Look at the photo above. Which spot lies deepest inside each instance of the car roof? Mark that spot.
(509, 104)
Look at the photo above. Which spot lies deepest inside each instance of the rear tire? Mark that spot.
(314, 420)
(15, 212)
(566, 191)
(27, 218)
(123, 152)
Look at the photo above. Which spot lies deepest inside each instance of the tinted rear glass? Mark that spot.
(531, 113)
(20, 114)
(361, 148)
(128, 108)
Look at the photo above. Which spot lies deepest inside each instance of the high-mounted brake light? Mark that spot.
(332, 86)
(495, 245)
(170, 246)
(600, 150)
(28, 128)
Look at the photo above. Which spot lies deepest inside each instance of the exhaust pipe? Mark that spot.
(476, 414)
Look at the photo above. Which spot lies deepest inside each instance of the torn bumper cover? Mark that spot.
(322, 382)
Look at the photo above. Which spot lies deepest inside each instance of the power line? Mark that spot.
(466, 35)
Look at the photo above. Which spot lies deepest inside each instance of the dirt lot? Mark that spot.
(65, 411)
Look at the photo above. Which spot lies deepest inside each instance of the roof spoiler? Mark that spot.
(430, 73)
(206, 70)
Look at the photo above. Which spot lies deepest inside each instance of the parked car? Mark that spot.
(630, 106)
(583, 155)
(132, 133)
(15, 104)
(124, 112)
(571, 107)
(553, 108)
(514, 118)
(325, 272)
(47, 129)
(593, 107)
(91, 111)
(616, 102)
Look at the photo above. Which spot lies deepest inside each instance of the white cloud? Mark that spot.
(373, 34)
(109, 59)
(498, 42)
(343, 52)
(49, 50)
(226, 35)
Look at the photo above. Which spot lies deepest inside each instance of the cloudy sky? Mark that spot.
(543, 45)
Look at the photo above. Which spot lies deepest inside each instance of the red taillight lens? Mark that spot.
========================
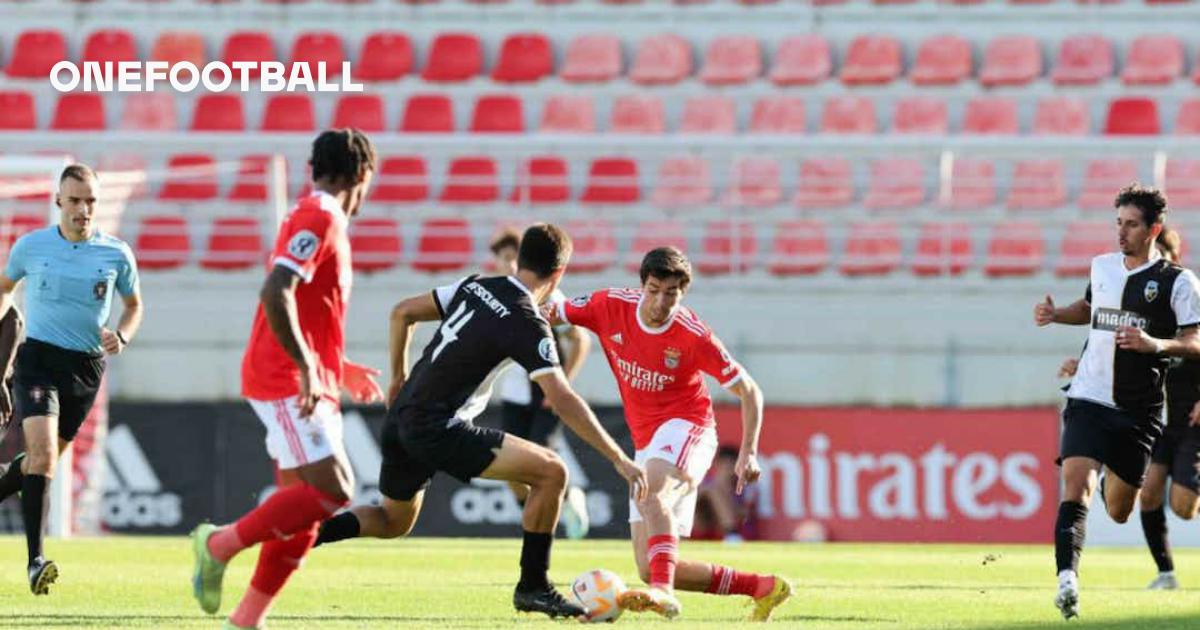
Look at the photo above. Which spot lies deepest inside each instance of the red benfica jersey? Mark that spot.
========================
EXERCISE:
Return each line above that contains the string "roof", copied in full.

EXPECTED OUTPUT:
Look at the photo above. Which spot lies deepest inside each instance of the car roof? Mark that spot.
Look at the photo above. Which spot lies deepest inside each instance of the roof spoiler? Mark that spot.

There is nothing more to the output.